• **EXERCISE OBJECTIVE**: Print the material below verbatim, line for line, and omit the pictures from the output.

----- DATA TO PROCESS

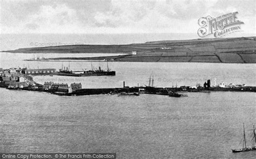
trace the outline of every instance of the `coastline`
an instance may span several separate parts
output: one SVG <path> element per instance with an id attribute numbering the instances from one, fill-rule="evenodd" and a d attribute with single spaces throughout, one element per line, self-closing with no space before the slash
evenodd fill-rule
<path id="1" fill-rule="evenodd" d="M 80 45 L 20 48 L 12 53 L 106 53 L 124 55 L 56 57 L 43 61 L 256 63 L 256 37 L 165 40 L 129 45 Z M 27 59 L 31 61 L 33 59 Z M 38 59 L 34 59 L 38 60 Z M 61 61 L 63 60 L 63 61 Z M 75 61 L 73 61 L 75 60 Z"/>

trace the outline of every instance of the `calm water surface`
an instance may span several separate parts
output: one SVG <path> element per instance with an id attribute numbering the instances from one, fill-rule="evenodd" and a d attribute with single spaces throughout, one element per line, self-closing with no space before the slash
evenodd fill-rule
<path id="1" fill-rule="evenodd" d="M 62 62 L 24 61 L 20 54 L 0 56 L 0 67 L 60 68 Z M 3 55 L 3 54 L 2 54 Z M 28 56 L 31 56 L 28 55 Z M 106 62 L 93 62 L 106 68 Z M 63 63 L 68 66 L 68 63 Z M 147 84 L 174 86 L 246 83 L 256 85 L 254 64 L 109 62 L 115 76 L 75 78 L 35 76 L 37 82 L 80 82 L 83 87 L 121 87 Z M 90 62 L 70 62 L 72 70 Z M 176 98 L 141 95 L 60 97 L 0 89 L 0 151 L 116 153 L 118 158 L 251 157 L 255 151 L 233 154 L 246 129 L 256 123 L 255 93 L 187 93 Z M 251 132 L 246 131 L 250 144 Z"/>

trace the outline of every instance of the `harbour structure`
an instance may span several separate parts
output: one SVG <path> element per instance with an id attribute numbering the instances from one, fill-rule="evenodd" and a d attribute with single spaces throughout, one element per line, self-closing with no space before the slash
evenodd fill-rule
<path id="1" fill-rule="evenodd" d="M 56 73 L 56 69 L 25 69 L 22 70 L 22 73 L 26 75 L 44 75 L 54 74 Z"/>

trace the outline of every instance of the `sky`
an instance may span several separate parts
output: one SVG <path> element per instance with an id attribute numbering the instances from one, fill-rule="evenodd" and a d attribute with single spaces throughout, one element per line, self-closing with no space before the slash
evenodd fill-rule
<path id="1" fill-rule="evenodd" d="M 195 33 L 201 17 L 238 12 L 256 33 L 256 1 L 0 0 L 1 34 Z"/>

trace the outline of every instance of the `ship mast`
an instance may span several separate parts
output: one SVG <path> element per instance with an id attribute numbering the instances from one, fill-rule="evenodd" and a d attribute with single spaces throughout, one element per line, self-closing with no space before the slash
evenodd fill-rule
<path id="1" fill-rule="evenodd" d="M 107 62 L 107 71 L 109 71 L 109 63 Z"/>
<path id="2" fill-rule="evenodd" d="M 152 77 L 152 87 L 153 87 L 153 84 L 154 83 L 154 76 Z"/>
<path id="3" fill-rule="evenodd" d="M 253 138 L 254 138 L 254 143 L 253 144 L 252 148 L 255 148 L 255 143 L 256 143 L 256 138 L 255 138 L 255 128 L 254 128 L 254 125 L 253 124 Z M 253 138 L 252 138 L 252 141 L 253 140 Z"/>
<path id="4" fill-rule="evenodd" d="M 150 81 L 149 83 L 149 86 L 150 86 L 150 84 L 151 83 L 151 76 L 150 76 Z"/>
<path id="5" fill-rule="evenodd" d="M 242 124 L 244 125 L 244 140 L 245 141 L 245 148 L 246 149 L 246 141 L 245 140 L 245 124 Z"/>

----------

• **RESPONSE TO THE TASK**:
trace the outline of every instance of the `coastline`
an instance may span several separate parts
output: one SVG <path> element per instance with an id attribute numbering the instances from one, fill-rule="evenodd" and a d attribute with single spaces throughout, one element per line, self-closing with no space before the slash
evenodd fill-rule
<path id="1" fill-rule="evenodd" d="M 80 45 L 20 48 L 12 53 L 106 53 L 124 55 L 56 57 L 43 61 L 256 63 L 256 37 L 165 40 L 129 45 Z M 27 59 L 31 61 L 33 59 Z M 38 59 L 34 59 L 38 60 Z M 61 61 L 63 60 L 63 61 Z M 75 61 L 73 61 L 75 60 Z"/>

trace the outline of every instance of the `calm water surface`
an instance may span several separate parts
output: one SVG <path> element per instance with an id attribute numbering the instances from one, fill-rule="evenodd" and a d attribute with single spaces throughout, one element per line, self-closing with no space before the slash
evenodd fill-rule
<path id="1" fill-rule="evenodd" d="M 62 62 L 24 61 L 20 54 L 0 56 L 0 67 L 60 68 Z M 3 55 L 3 54 L 2 54 Z M 28 56 L 31 56 L 28 55 Z M 106 62 L 93 62 L 106 68 Z M 63 63 L 68 66 L 68 63 Z M 147 84 L 174 86 L 246 83 L 256 85 L 254 64 L 109 62 L 115 76 L 75 78 L 35 76 L 37 82 L 80 82 L 83 87 L 121 87 Z M 90 62 L 70 62 L 72 70 Z M 176 98 L 141 95 L 60 97 L 0 89 L 0 151 L 116 153 L 118 158 L 251 157 L 255 151 L 233 154 L 246 129 L 256 123 L 255 93 L 187 93 Z M 251 132 L 246 131 L 250 144 Z"/>

trace the outline of every instance of the `harbour structure`
an instance may span several separate parts
output: one SVG <path> element per instance with an id attribute numbering the instances from one, fill-rule="evenodd" and a d attribute with single spaces throughout, one element per line, self-closing with no space before the slash
evenodd fill-rule
<path id="1" fill-rule="evenodd" d="M 56 73 L 56 69 L 25 69 L 22 70 L 22 73 L 26 75 L 44 75 L 54 74 Z"/>

trace the outline of every instance of the `sky`
an instance may span several separate parts
output: one SVG <path> element per instance with an id attribute numbering the instances from one, fill-rule="evenodd" and a d attribute with single spaces throughout, one element per line, self-closing with no space before the slash
evenodd fill-rule
<path id="1" fill-rule="evenodd" d="M 195 33 L 201 17 L 238 12 L 256 33 L 256 1 L 0 0 L 1 34 Z"/>

trace the outline of every instance of the `ship mast`
an instance may span several separate parts
output: one SVG <path> element per instance with an id attribute numbering the instances from one, fill-rule="evenodd" and a d attribute with single spaces throughout, one element per line, self-closing with no space before the slash
evenodd fill-rule
<path id="1" fill-rule="evenodd" d="M 107 62 L 107 71 L 109 71 L 109 63 Z"/>
<path id="2" fill-rule="evenodd" d="M 152 77 L 152 87 L 153 87 L 153 84 L 154 83 L 154 76 Z"/>
<path id="3" fill-rule="evenodd" d="M 253 138 L 254 138 L 254 143 L 253 144 L 252 148 L 255 148 L 255 143 L 256 143 L 256 138 L 255 138 L 255 128 L 254 128 L 254 125 L 253 124 Z M 253 138 L 252 138 L 252 141 L 253 140 Z"/>
<path id="4" fill-rule="evenodd" d="M 150 81 L 149 83 L 149 86 L 150 86 L 150 84 L 151 83 L 151 76 L 150 76 Z"/>
<path id="5" fill-rule="evenodd" d="M 242 124 L 244 125 L 244 140 L 245 141 L 245 148 L 246 149 L 246 141 L 245 140 L 245 124 Z"/>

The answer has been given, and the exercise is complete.